* Begin *

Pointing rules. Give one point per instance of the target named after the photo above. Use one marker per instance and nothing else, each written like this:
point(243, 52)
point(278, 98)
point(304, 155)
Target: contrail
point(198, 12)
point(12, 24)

* End *

- [What you have to do]
Render every line of the entries above as a numbered list, leaving out any blank lines.

- [Answer for the task]
1. Pointing rules. Give one point per instance of the target named after the photo above. Use one marker per instance and nothing else, each written like this:
2. point(243, 52)
3. point(278, 98)
4. point(304, 155)
5. Target: contrail
6. point(198, 12)
7. point(12, 24)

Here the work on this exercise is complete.